= DOCUMENT SEGMENT =
--- BEGIN ---
Management has primary responsibility for financial statements and the reporting process, including the systems of

internal controls, and has represented to the Audit Committee that the Company’s 2024 consolidated financial

statements are in accordance with accounting principles generally accepted in the United States. In fulfilling its oversight

responsibilities, the Audit Committee reviewed the financial statements contained in the Company’s Quarterly Reports

on Form 10-Q, as well as the audited financial statements contained in the Company’s Annual Report on Form 10-K, and

discussed these financial statements with management and Deloitte, the Company’s independent registered public

accounting firm.

The Audit Committee reviewed with Deloitte the matters required to be discussed under Statement of Auditing

Standards No. 61, as amended (Codification of Statements on Auditing Standards, AU 380), as adopted by the Public

Company Accounting Oversight Board (“PCAOB”) in Rule 3200T, and other PCAOB standards, rules of the SEC, and

other applicable regulations related to the 2024 audit. The Audit Committee also received written disclosures and the

letter from Deloitte required by the PCAOB regarding Deloitte’s communications with the Audit Committee concerning

independence, and discussed with Deloitte its independence.

The Audit Committee met with Deloitte, with and without management present, to discuss the results of their

examinations, their evaluation of the Company’s internal controls, and the overall quality of the Company’s financial

reporting for 2024 .

The Audit Committee also met with the Company’s internal audit department, with and without management present, to

discuss the results of their reviews and evaluations of the Company’s internal controls for 2024 .

In reliance on the reviews and discussions referred to above, the Audit Committee recommended to the Board that the

audited consolidated financial statements be included in the Company’s Annual Report on Form 10-K for the year ended

December 31, 2024 for filing with the SEC.

AUDIT COMMITTEE
Donna W. Hyland, Chair
Charles T. Cannada
Lillian C. Giornelli
Dionne Nelson

The foregoing report should not be deemed incorporated by reference by any general statement incorporating by reference this proxy statement into any filing under the Acts, except to the extent that we specifically incorporate this information by reference, and will not otherwise be deemed filed under the Acts.

REPORT OF THE AUDIT COMMITTEE 98

CERTAIN TRANSACTIONS

In accordance with our Audit Committee Charter, our Audit Committee is responsible for reviewing and approving or

ratifying the terms and conditions of transactions between the Company and any Director or executive officer, or their

affiliates or family members. Our Ethics Code requires that all of our employees and Directors avoid conflicts of interest,

defined as situations where the person’s private interests conflict, or even appear to conflict, with the interests of the

Company as a whole. If an “Ethics Contact” (defined in our Ethics Code to be the Chair of the Nominating &

Governance Committee (for purposes of this section, the “Governance Committee”) or our General Counsel) believes

that a transaction or relationship would require approval or ratification by the Audit Committee, the Ethics Contact will

bring the transaction or relationship to the attention of the Audit Committee.
--- END ---
= DATASET RECORDS =
--- BEGIN ---
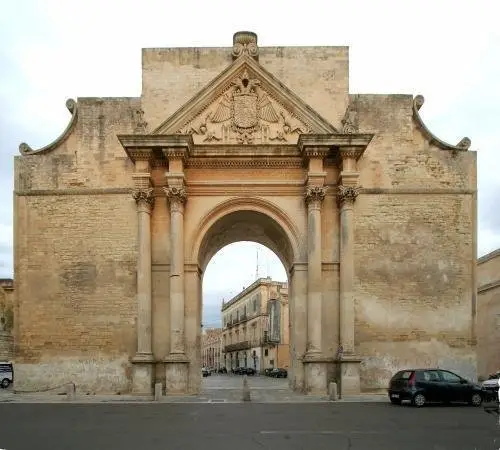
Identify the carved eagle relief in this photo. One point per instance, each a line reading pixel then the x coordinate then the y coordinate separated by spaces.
pixel 245 114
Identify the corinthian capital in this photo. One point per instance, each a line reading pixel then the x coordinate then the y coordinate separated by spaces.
pixel 348 194
pixel 144 197
pixel 177 196
pixel 315 194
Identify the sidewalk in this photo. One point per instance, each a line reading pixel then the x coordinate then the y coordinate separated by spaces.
pixel 207 396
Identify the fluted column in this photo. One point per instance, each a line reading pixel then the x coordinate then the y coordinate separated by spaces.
pixel 145 200
pixel 347 195
pixel 143 194
pixel 314 198
pixel 177 198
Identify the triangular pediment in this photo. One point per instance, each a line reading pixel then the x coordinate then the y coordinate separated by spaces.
pixel 245 104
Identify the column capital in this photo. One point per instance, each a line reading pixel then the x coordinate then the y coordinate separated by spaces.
pixel 347 194
pixel 177 197
pixel 315 194
pixel 144 197
pixel 351 152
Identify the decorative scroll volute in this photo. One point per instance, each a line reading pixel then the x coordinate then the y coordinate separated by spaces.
pixel 144 197
pixel 177 197
pixel 347 194
pixel 315 195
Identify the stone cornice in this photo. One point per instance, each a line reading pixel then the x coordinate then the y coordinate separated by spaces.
pixel 245 163
pixel 488 286
pixel 137 144
pixel 26 150
pixel 463 145
pixel 489 256
pixel 296 187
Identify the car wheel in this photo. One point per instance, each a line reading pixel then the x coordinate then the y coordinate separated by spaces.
pixel 418 400
pixel 476 399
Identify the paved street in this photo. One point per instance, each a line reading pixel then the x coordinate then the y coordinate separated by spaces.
pixel 245 426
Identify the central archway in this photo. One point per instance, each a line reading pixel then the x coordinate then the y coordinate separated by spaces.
pixel 257 221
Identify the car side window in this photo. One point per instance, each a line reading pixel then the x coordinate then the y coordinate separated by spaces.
--- END ---
= PROBLEMS =
1: From the proxy statement excerpt above the items, set down the passage starting at "Company Accounting Oversight" and ending at "Deloitte its independence.", with no changes.
2: Resume the proxy statement excerpt on audit committee oversight after its final sentence.

= ANSWERS =
1:
Company Accounting Oversight Board (“PCAOB”) in Rule 3200T, and other PCAOB standards, rules of the SEC, and

other applicable regulations related to the 2024 audit. The Audit Committee also received written disclosures and the

letter from Deloitte required by the PCAOB regarding Deloitte’s communications with the Audit Committee concerning

independence, and discussed with Deloitte its independence.

2:
At least annually, each Director and executive officer completes a detailed questionnaire that asks questions about any

business relationship that may give rise to a conflict of interest and all transactions in which the Company is involved and

in which an executive officer, a Director, or a related person has a direct or indirect material interest. In addition, we

conduct a quarterly review to determine whether an executive officer, a Director, or a company employing a Director

engaged in transactions with us during the quarter.

The Governance Committee, as the successor to the Compensation, Succession, Nominating and Governance

Committee, which is composed of independent Directors, conducts an annual review of the information from the

questionnaire, evaluates related-party transactions (if any) involving the Directors and their related persons, including any

transaction that would require disclosure under Item 404(a) of Regulation S-K, and makes recommendations to the Board

regarding the independence of each Board member.

If a transaction arises during the year that may require disclosure as a related party transaction, information about the

transaction would be provided to the Audit Committee and the Governance Committee, as applicable, for review,

approval, or ratification of the transaction. No transaction has been entered into with any Director or executive officer

that does not comply with those policies and procedures. There were no related-party transactions since January 1, 2024

that would require disclosure under Item 404(a) of Regulation S-K.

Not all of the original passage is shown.